• _Task to complete_
Write out, from the entries below, exactly the lines that run between the lines holding "Target: fireplace mantel" and "In the photo above, where can the gray", inclusive, and stop there.

• _Entries supplied_
= = =

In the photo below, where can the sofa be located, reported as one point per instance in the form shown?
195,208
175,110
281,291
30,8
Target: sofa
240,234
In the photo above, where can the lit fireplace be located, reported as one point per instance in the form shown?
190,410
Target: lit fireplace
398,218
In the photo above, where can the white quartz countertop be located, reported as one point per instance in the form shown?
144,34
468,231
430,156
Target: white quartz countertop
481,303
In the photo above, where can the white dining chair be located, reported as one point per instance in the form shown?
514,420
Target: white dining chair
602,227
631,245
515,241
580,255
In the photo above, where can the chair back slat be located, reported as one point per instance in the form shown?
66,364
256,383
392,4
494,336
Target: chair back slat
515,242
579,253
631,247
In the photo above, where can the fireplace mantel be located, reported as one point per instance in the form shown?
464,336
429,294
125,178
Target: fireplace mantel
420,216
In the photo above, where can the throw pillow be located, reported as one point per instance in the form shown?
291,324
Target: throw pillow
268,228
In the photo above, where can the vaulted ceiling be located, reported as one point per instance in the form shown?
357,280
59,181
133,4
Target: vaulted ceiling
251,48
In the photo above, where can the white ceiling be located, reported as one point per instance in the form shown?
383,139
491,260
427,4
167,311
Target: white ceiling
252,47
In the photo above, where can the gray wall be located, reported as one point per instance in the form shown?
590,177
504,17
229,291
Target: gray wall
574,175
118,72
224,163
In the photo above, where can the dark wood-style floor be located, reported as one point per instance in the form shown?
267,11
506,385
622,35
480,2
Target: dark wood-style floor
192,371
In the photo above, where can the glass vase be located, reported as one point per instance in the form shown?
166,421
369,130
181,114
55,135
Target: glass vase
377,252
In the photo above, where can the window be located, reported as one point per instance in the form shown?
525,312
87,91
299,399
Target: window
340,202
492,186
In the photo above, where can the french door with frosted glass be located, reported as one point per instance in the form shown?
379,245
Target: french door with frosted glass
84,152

= = =

• _Result for this exercise_
Target: fireplace mantel
420,216
In the photo above, where can the throw pillow be located, reported as one point per instance in the form shown?
291,324
Target: throw pillow
268,228
In the photo above, where can the vaulted ceiling be located, reported as one point per instance in the form shown?
357,280
59,181
133,4
Target: vaulted ceiling
251,48
In the photo above, where can the white ceiling be located, reported as one point per instance in the form shown?
383,139
491,260
427,4
167,311
Target: white ceiling
252,47
In the photo above, where can the gray wall be located, reported as one point per instance in the form shown?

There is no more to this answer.